_Stated task_
Make an exact copy of the lines below.

(Point placement records)
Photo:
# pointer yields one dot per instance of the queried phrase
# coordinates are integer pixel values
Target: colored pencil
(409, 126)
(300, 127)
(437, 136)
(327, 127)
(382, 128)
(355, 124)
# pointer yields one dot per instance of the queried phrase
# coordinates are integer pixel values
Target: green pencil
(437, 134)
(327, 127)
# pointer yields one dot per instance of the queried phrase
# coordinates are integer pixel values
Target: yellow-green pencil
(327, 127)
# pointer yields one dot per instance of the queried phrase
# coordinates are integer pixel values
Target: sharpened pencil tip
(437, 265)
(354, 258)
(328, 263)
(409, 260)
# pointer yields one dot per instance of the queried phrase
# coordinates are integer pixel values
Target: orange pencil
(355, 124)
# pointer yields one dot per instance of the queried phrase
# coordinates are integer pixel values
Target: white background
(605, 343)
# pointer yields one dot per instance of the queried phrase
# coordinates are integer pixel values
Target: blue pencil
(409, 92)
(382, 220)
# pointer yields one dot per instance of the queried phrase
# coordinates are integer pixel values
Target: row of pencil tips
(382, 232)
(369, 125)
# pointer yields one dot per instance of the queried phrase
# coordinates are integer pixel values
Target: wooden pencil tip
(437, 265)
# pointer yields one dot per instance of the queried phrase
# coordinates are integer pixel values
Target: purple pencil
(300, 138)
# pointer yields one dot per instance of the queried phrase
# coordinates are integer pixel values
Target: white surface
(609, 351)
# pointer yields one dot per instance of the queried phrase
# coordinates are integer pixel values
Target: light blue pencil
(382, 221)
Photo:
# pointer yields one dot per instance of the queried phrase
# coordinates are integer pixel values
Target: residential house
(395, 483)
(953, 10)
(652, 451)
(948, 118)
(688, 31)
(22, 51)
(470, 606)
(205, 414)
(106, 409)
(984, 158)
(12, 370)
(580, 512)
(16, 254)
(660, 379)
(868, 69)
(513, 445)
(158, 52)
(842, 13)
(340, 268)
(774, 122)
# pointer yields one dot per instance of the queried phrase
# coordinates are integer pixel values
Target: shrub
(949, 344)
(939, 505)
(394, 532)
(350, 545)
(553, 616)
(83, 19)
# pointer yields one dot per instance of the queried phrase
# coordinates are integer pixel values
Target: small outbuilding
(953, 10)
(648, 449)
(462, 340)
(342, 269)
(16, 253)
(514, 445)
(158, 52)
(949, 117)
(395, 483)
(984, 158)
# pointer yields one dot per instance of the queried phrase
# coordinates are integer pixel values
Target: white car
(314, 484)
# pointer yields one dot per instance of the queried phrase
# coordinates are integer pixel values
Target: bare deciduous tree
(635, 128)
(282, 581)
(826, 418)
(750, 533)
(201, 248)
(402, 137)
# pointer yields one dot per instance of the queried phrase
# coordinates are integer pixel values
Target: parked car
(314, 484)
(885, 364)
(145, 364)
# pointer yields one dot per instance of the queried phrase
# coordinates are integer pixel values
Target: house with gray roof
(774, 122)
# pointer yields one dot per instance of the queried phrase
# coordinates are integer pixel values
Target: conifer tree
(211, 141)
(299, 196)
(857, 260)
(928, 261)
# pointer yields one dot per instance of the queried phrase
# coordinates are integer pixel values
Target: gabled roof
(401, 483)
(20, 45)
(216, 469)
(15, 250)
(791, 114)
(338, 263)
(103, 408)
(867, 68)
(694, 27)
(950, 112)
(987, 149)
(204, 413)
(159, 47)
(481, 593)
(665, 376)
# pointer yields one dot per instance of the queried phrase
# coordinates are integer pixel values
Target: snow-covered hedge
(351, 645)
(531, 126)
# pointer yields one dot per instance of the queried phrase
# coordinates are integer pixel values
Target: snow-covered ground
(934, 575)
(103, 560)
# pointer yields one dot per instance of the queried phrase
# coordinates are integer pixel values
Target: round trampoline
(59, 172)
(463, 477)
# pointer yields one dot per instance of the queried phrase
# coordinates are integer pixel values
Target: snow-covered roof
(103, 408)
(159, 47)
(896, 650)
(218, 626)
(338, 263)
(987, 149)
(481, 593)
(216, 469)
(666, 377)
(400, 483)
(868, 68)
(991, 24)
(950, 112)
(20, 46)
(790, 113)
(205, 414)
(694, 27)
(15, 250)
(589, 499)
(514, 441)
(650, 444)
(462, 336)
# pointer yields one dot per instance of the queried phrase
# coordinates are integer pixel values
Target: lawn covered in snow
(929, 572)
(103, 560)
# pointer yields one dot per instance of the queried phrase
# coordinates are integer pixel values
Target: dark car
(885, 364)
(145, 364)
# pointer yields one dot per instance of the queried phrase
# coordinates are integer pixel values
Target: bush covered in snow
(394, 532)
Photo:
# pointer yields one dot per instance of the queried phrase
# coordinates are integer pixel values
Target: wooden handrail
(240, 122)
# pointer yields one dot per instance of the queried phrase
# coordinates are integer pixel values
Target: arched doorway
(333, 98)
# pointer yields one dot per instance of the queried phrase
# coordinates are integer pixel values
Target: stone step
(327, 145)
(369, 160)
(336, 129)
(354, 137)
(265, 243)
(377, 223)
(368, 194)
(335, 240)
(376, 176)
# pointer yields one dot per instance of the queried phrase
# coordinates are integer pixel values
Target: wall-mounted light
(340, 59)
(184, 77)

_Answer to the problem_
Photo:
# pointer yields one dot per instance of the queried phrase
# coordinates are integer pixel values
Target: colored pencil
(409, 126)
(300, 127)
(437, 136)
(327, 127)
(382, 128)
(355, 124)
# pointer yields one dot per instance of the queried phrase
# coordinates are integer pixel values
Target: green pencil
(437, 134)
(327, 127)
# pointer yields one dot per instance of the queried phrase
# coordinates are integer pixel values
Target: yellow-green pencil
(327, 127)
# pointer yields one dot per instance of the queried phrase
# coordinates are integer pixel values
Target: sharpened pencil tip
(437, 265)
(354, 258)
(328, 263)
(409, 260)
# pointer yields one dot per instance of the queried phrase
# coordinates are integer pixel values
Target: orange pencil
(355, 124)
# pointer yields one dot per instance of the queried phrase
# coordinates are integer pixel values
Target: white background
(605, 343)
# pointer yields one dot per instance of the queried phrase
# coordinates are integer pixel values
Target: blue pencil
(409, 92)
(382, 220)
# pointer yields one dot per instance of the queried phrase
# coordinates are integer pixel values
Target: row of pencil tips
(382, 232)
(369, 125)
# pointer yields one dot per instance of the queried phrase
# coordinates are integer pixel values
Target: wooden pencil tip
(437, 265)
# pointer yields one dot per instance of the queried phrase
# coordinates are integer pixel values
Target: purple pencil
(300, 138)
# pointer yields one dot per instance of the queried phrase
# coordinates are integer pixel values
Target: white surface
(609, 351)
# pointer yields one dot per instance of the queried phrase
# coordinates are integer pixel values
Target: light blue pencil
(382, 221)
Photo:
# pointer yields one dot per instance of the queried phrase
# coordinates are integer pixel values
Target: residential house
(395, 483)
(953, 10)
(652, 451)
(948, 118)
(688, 31)
(22, 51)
(470, 606)
(205, 414)
(106, 409)
(984, 158)
(12, 370)
(580, 512)
(16, 254)
(660, 379)
(868, 69)
(513, 445)
(158, 52)
(842, 13)
(340, 268)
(774, 122)
# pointer yields one dot per instance of the queried phrase
# coordinates are integer pixel values
Target: shrub
(949, 344)
(939, 505)
(394, 532)
(350, 545)
(553, 616)
(83, 19)
# pointer yields one dot per instance of the queried phrase
# coordinates are integer pixel values
Target: small outbuilding
(953, 10)
(648, 449)
(462, 340)
(342, 269)
(16, 253)
(514, 445)
(158, 52)
(949, 117)
(395, 483)
(984, 158)
# pointer yields one dot per instance of the queried phrase
# coordinates are integer pixel values
Target: white car
(314, 484)
# pointer yields one dot per instance of the queried phrase
# coordinates are integer pixel values
Target: bare deciduous tree
(635, 128)
(282, 581)
(826, 418)
(750, 533)
(201, 248)
(402, 137)
# pointer yields one dot per instance of the queried phrase
# coordinates are integer pixel values
Target: parked car
(314, 484)
(885, 364)
(145, 364)
# pointer yields one dot per instance of the queried phrase
# coordinates are integer pixel values
Target: house with gray roof
(774, 122)
# pointer yields one dot per instance of the queried phrase
# coordinates are integer pixel values
Target: conifer tree
(211, 141)
(299, 196)
(857, 260)
(928, 261)
# pointer yields one dot per instance of the queried phrase
# coordinates are integer pixel values
Target: gabled roof
(401, 483)
(20, 45)
(216, 469)
(15, 250)
(791, 114)
(338, 263)
(103, 408)
(867, 68)
(694, 27)
(950, 112)
(987, 149)
(204, 413)
(159, 47)
(481, 593)
(665, 376)
# pointer yields one dot per instance of the queried phrase
# coordinates are integer pixel values
Target: snow-covered hedge
(351, 645)
(531, 126)
# pointer yields one dot per instance of the queried phrase
# coordinates are integer pixel values
Target: snow-covered ground
(934, 575)
(103, 560)
# pointer yields one dot per instance of the queried phrase
# coordinates are integer pixel values
Target: round trampoline
(59, 172)
(463, 477)
# pointer yields one dot per instance of the queried phrase
# coordinates are integer pixel values
Target: snow-covered roof
(103, 408)
(159, 47)
(896, 650)
(218, 626)
(338, 263)
(987, 149)
(481, 593)
(216, 469)
(666, 377)
(400, 483)
(868, 68)
(991, 24)
(950, 112)
(20, 46)
(790, 113)
(205, 414)
(694, 27)
(15, 250)
(589, 499)
(514, 441)
(650, 444)
(462, 336)
# pointer yields one dot per instance of the queried phrase
# coordinates are integer pixel values
Target: lawn covered in snow
(929, 572)
(103, 560)
# pointer yields one dot per instance of the queried phrase
# coordinates are integer pixel values
Target: dark car
(885, 364)
(145, 364)
# pointer yields one dot per instance of the queried phrase
# coordinates are integer pixel values
Target: bush covered in snow
(394, 532)
Photo:
# pointer yields one dot per instance of the queried phrase
# coordinates are integer pixel values
Target: wooden handrail
(240, 122)
# pointer yields one dot per instance of the queried phrase
# coordinates are integer pixel values
Target: arched doorway
(333, 98)
# pointer yields one dot per instance of the queried phrase
# coordinates are integer pixel values
Target: stone step
(327, 145)
(369, 160)
(336, 129)
(354, 137)
(265, 243)
(377, 223)
(368, 194)
(335, 240)
(376, 176)
# pointer yields one dot per instance of the queried phrase
# coordinates are integer pixel values
Target: wall-mounted light
(340, 59)
(184, 77)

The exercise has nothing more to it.